___ Provided data
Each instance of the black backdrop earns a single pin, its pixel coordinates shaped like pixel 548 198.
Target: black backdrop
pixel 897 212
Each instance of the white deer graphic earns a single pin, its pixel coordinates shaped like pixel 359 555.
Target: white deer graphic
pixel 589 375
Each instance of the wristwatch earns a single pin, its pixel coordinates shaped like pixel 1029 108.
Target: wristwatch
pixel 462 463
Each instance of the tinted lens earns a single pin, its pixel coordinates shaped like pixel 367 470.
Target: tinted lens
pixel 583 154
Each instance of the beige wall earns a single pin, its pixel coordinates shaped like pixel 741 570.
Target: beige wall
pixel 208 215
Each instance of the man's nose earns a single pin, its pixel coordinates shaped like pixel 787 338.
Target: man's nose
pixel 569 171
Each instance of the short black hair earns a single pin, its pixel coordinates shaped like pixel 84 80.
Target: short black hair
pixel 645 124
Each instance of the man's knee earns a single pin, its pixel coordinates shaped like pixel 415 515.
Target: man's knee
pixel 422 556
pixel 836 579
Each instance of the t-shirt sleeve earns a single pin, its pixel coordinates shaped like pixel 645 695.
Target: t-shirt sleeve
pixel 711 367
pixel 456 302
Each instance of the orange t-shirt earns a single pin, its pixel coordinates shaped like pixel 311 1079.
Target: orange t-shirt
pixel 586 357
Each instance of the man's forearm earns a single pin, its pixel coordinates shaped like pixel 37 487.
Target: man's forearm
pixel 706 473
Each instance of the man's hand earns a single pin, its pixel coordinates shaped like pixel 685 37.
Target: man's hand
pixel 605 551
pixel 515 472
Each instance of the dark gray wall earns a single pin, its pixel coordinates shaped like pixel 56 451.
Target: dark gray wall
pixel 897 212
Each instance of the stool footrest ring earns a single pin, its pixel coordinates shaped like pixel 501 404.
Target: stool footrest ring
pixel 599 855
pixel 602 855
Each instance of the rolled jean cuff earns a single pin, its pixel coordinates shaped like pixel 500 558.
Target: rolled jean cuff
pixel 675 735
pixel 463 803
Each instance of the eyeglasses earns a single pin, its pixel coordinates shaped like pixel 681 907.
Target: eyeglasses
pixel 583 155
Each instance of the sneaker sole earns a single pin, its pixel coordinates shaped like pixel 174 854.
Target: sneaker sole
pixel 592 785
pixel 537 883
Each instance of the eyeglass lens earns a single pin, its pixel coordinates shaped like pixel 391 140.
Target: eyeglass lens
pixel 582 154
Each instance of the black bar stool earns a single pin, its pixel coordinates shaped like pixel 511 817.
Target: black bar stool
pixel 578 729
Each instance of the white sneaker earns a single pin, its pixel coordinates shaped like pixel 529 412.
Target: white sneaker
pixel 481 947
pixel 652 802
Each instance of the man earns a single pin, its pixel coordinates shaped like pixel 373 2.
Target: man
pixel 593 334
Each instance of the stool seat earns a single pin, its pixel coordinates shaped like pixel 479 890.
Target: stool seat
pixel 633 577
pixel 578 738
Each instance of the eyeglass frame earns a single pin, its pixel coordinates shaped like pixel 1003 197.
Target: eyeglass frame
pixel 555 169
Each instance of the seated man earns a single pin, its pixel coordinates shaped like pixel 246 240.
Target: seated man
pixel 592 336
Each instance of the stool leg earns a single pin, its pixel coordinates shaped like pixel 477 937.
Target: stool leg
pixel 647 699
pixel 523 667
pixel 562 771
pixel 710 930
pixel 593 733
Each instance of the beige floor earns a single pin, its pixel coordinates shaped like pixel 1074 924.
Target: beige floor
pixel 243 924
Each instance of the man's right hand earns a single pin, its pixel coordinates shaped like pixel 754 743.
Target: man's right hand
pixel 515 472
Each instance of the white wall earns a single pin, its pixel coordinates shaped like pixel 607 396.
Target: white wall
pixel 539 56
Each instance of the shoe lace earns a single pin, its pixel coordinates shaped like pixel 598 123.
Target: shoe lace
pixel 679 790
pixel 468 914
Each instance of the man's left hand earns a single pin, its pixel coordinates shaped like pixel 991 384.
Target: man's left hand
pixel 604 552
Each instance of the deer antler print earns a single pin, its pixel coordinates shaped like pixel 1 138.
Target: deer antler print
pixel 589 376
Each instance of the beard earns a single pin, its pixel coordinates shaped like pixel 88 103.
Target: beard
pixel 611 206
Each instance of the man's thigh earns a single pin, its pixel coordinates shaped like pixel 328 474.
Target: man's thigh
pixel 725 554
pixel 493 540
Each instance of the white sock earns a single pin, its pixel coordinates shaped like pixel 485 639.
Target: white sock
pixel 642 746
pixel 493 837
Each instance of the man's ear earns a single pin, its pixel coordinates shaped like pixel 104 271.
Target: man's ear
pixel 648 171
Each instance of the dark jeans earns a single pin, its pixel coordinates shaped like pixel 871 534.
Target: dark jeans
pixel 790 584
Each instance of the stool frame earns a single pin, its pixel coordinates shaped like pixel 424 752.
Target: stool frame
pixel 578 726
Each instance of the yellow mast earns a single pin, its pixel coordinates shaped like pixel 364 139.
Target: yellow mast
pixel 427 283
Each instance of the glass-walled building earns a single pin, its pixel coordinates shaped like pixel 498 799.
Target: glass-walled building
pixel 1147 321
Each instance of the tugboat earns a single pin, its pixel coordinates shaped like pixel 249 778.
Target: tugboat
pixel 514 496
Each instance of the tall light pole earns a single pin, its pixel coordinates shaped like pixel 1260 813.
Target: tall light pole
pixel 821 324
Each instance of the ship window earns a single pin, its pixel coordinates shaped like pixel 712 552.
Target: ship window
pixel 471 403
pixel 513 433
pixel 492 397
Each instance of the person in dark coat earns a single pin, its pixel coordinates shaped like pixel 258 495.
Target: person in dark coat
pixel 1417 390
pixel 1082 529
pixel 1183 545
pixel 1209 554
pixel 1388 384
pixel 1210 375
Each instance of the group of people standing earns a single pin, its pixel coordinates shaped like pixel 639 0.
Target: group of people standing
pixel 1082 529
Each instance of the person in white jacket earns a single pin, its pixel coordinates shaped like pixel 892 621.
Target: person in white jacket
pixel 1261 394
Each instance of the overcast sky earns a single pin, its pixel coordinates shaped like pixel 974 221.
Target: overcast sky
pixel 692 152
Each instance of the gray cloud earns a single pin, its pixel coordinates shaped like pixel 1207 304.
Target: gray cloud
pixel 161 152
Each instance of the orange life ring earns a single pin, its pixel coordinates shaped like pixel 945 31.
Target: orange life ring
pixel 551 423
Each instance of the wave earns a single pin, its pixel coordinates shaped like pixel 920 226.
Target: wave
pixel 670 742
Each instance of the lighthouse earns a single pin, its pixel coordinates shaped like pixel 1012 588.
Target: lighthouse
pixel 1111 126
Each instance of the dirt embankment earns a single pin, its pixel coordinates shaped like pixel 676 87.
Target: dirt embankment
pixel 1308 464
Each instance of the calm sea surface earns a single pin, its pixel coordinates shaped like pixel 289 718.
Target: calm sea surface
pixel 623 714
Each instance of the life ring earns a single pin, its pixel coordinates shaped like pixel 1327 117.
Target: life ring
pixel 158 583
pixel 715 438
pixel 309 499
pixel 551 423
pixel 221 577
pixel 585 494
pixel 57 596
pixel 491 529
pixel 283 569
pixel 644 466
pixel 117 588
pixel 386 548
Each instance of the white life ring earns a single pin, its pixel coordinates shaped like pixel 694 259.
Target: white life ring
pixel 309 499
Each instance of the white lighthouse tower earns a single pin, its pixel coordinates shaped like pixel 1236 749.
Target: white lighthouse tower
______
Problem:
Extract every line of the data above and reproduce each one unchanged, in the same order.

Answer to this task:
Each instance of the black backdrop earns a single pin, its pixel coordinates shaped like pixel 548 198.
Target: black backdrop
pixel 897 212
Each instance of the white deer graphic earns a single pin, its pixel coordinates shaped like pixel 359 555.
Target: white deer graphic
pixel 589 375
Each instance of the wristwatch earns a single pin, its pixel coordinates shaped like pixel 1029 108.
Target: wristwatch
pixel 462 463
Each instance of the tinted lens earns a single pin, its pixel coordinates shaped like pixel 367 470.
Target: tinted lens
pixel 583 154
Each instance of the beige wall earns a single pin, its pixel coordinates shaped like pixel 741 570.
Target: beige wall
pixel 208 215
Each instance of the man's nose earns a single pin, its pixel coordinates shaped like pixel 787 338.
Target: man's nose
pixel 569 171
Each instance of the short black hair earns a single pin, its pixel coordinates shaped like pixel 84 80.
Target: short black hair
pixel 645 124
Each instance of the man's knee earns a single pin, its pixel coordinates shaped like pixel 415 515.
Target: man's knee
pixel 422 556
pixel 836 579
Each instance of the t-shirt sleeve earns a single pin, its pixel coordinates shaped like pixel 645 695.
Target: t-shirt sleeve
pixel 711 367
pixel 456 302
Each instance of the orange t-shirt earns a single pin, its pixel coordinates shaped like pixel 311 1079.
Target: orange t-shirt
pixel 586 357
Each instance of the man's forearm earns a single pin, its pixel coordinates shaped like pixel 37 487.
Target: man's forearm
pixel 706 473
Each instance of the man's hand earns a single pin, its pixel coordinates shaped like pixel 685 37.
Target: man's hand
pixel 605 551
pixel 515 472
Each instance of the dark gray wall earns a single pin, its pixel coordinates shaped like pixel 56 451.
Target: dark gray wall
pixel 897 212
Each instance of the stool footrest ring earns a single pin, its pixel coordinates shaped like pixel 501 404.
Target: stool footrest ring
pixel 599 855
pixel 602 855
Each instance of the rolled jean cuff earns a single pin, its pixel coordinates shaped like pixel 500 558.
Target: rolled jean cuff
pixel 675 735
pixel 463 803
Each instance of the eyeglasses earns a single pin, its pixel coordinates shaped like pixel 681 907.
Target: eyeglasses
pixel 583 155
Each instance of the sneaker sole earns a single pin, its pixel coordinates shaped like pixel 174 854.
Target: sneaker sole
pixel 592 785
pixel 537 883
Each instance of the eyeglass lens earns a single pin, its pixel coordinates shaped like pixel 391 140.
Target: eyeglass lens
pixel 582 154
Each instance of the black bar stool earns a single pin, its pixel coordinates shaped like pixel 511 817.
Target: black bar stool
pixel 578 729
Each instance of the white sneaker earns a single pin, its pixel coordinates shaped like pixel 529 412.
Target: white sneaker
pixel 481 947
pixel 652 802
Each instance of the man earns a single pin, its pixel coordinates shaped like pixel 373 2.
Target: man
pixel 593 334
Each instance of the stool seat earns a single pin, its pixel coordinates shaped like pixel 479 890.
Target: stool seat
pixel 633 577
pixel 578 738
Each instance of the eyeglass frame earns a single pin, its pixel coordinates shaped like pixel 1003 197.
Target: eyeglass frame
pixel 555 169
Each instance of the seated man earns a single pin, its pixel coordinates shaped like pixel 246 240.
Target: seated man
pixel 592 336
Each instance of the stool leg earns a single pin, its pixel coordinates shaped like pixel 477 937.
Target: stool leg
pixel 647 699
pixel 523 667
pixel 562 771
pixel 710 930
pixel 593 733
Each instance of the beige floor earns a single pin, its pixel coordinates shaped like pixel 1074 924.
Target: beige floor
pixel 243 924
Each instance of the man's right hand earns a single pin, its pixel coordinates shaped like pixel 754 743.
Target: man's right hand
pixel 515 472
Each instance of the white wall earns a single pin, its pixel coordinates shaped like pixel 607 396.
Target: white wall
pixel 539 56
Each instance of the shoe lace earns a single pin, its pixel coordinates shaped like pixel 598 123.
Target: shoe lace
pixel 679 790
pixel 468 914
Each instance of the man's left hand earns a single pin, its pixel coordinates shaped like pixel 991 384.
Target: man's left hand
pixel 604 552
Each instance of the deer antler print earns a single pin, its pixel coordinates shaped like pixel 1 138.
Target: deer antler print
pixel 589 376
Each instance of the beard earns a single pin, its pixel coordinates shaped like pixel 88 103.
Target: beard
pixel 611 206
Each instance of the man's thigh earns a single pin, its pixel coordinates shaped like pixel 328 474.
Target: man's thigh
pixel 725 554
pixel 493 540
Each instance of the white sock earns a single pin, its pixel coordinates shaped like pixel 485 639.
Target: white sock
pixel 642 746
pixel 493 837
Each instance of the man's ear earns a single pin, its pixel coordinates shaped like pixel 104 271.
Target: man's ear
pixel 648 171
Each instance of the dark jeans earns a single pin, its pixel coordinates shaped like pixel 871 534.
Target: dark jeans
pixel 790 584
Each instance of the stool frame earns a single pin, its pixel coordinates shaped like pixel 424 752.
Target: stool frame
pixel 578 726
Each instance of the yellow mast earns a single pin, its pixel coordinates shaped like pixel 364 139.
Target: yellow mast
pixel 427 283
Each instance of the glass-walled building earns a single pin, its pixel coordinates shaped like pixel 498 799.
Target: glass-walled building
pixel 1147 321
Each instance of the tugboat earns a single pin, its pixel coordinates shaped like pixel 249 778.
Target: tugboat
pixel 514 496
Each instance of the tall light pole earns a single pin, its pixel coordinates shaped like pixel 1260 813.
Target: tall light pole
pixel 821 324
Each instance of the ship window earns a single pin, its pixel coordinates shaped like pixel 712 552.
Target: ship window
pixel 471 403
pixel 513 433
pixel 492 397
Each instance of the person in dark coat earns a single pin, its pixel coordinates shaped like pixel 258 495.
Target: person in dark coat
pixel 1417 390
pixel 1082 529
pixel 1183 545
pixel 1209 554
pixel 1388 384
pixel 1210 375
Each instance of the group of people standing earns a single pin, its pixel coordinates shaped like pixel 639 0.
Target: group of people standing
pixel 1082 529
Each instance of the person in white jacket earns a single pin, its pixel coordinates shaped like pixel 892 621.
Target: person in white jacket
pixel 1261 394
Each instance of the overcast sky earns a single pin, its pixel coordinates shaped like pixel 974 221.
Target: overcast sky
pixel 692 152
Each instance of the gray cloud earns a single pin, its pixel coordinates shaped like pixel 1207 304.
Target: gray cloud
pixel 161 152
Each instance of the orange life ring earns a single pin, its pixel coordinates shaped like pixel 945 31.
Target: orange life ring
pixel 551 423
Each instance of the wave earns a single pin, its pixel coordinates shaped like pixel 920 226.
Target: wave
pixel 670 742
Each instance of the lighthouse earns a single pin, its pixel coordinates shaped like pixel 1012 588.
Target: lighthouse
pixel 1111 126
Each instance of the dirt embankment earns a single pin, its pixel coordinates shaped like pixel 676 87.
Target: dirt embankment
pixel 1308 464
Each instance of the calm sea surface earns a single pin, its pixel coordinates shaped like pixel 289 718.
Target: calm sea surface
pixel 623 714
Each instance of the life ring earns a single pin, its pixel coordinates shaped like pixel 1327 117.
Target: life ring
pixel 158 583
pixel 715 438
pixel 309 499
pixel 551 423
pixel 221 577
pixel 585 494
pixel 57 596
pixel 491 529
pixel 283 569
pixel 644 466
pixel 117 588
pixel 386 548
Each instance of the white life ring earns a single pin, its pixel coordinates shaped like pixel 694 259.
Target: white life ring
pixel 309 499
Each instance of the white lighthouse tower earns a single pin, its pixel coordinates shaped like pixel 1236 749.
Target: white lighthouse tower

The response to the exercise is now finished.